***** DOCUMENT EXCERPT *****
Marius Trotter
Jun 10, 2024
The recent (apparently accidental) death of Iranian President Ebrahim Raisi in a helicopter crash, along with Iran’s prolific foreign minister Hossein Amir-Abdollahian, has prompted much speculation and discussion about what changes in Iran’s political power arrangement may occur. How will their deaths affect the nation of Iran itself? What are the prospects of the Resistance Axis against Zionism that Iran leads?
As is often the case, the discussion in both the mainstream media and even many progressive/left media traffics in clichés and superficiality, even going so far as to make Chicken Little proclamations that the Islamic Republic will imminently fall due to the death of some of its leadership. This mistakes the true pillars of power in the Islamic Republic of Iran to be individual clerics and politicians (rather than the foundational institutions these leaders stand on).
In this essay, I argue that Iran’s system has a deeply grassroots character built on mass working-class support, which makes its political system extremely difficult to dislodge, despite the best efforts of the US Pentagon and the CIA, the Zionist entity, the Gulf monarchies, and their Wahhabi/Salafi proxies. It can be argued that Iran is not only anti-imperialist but socialist; a rare model of Islamic socialism that has not existed elsewhere since Libya’s model of Islamic socialism was destroyed in 2011.
How Iran’s Unique Economy Developed
First, some historical context is necessary. In its 2,500 years of history, Iran/Persia has never had an economy that could be considered a free market. The state has always played a dominant role. From the ancient Persian Empire onwards, a powerful, centralized monarchy ran what could be considered a ‘palace economy’ whereby the great bulk of resources went to the king and his officials, who redistributed resources as they saw fit. In essence, the palace planned the economy (this system also existed in ancient Egypt, Babylonia, and China).
This system had a nobility, but they never had the same power or status that the feudal nobility possessed in medieval Europe. The Persian emperor was so vastly wealthier than all the nobles put together that they were completely subordinate to him. The emperor was also obligated to protect the serfs from the worst abuses of the nobles, and “Debt Jubilees,” in which the emperor canceled the debts of peasants to their lords, were a tradition.
Iran/Persia got its first exposure to the global capitalist system with the rise of the petroleum economy. Oil was discovered by British speculators in Abadan in 1901, and 13 years later British capitalists acquired effective control over all major oil production in Iran, a monopoly they held for 37 years via the Anglo-Iranian Oil Company. For two-thirds of a century, Iran’s oil production was dominated by foreign imperialists: first the British until the 1950s and later the US from the 1950s until the 1979 revolution.
***** RECORDS *****
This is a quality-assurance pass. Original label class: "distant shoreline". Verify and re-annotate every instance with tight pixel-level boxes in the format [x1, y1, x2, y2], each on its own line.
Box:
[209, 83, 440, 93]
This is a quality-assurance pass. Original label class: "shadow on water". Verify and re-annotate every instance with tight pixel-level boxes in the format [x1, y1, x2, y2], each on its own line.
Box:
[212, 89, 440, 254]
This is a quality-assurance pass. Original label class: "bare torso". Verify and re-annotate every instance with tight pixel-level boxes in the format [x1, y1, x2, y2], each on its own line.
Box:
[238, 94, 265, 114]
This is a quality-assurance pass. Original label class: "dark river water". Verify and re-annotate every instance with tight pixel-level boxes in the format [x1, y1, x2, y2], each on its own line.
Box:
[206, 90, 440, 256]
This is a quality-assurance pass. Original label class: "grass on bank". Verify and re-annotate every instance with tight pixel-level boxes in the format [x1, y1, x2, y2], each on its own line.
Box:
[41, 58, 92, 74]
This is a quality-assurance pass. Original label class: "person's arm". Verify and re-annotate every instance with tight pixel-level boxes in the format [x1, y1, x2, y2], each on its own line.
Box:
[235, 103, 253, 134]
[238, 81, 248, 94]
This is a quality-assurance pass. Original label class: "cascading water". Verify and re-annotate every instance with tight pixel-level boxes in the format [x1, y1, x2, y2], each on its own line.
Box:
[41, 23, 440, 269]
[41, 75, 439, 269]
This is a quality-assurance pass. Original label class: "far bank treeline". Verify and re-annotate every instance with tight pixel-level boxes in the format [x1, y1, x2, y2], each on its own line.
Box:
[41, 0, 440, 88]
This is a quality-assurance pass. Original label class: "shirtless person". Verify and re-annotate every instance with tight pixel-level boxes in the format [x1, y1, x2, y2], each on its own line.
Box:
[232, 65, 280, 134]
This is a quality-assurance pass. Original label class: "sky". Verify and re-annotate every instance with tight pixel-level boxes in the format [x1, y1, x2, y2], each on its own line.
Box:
*****
→ SHORT TASK
Summarize the essay on Iran's political system in two sentences.

→ REPLY
The essay argues that speculation after the helicopter-crash deaths of President Ebrahim Raisi and Foreign Minister Hossein Amir-Abdollahian wrongly treats individual clerics and politicians as the pillars of power, when Iran's system rests on foundational institutions and mass working-class support that make it extremely difficult to dislodge. For historical context, it explains that Iran/Persia never had a free-market economy because a centralized monarchy ran a palace economy, and that for two-thirds of a century its oil production was dominated first by the British and then by the US until the 1979 revolution.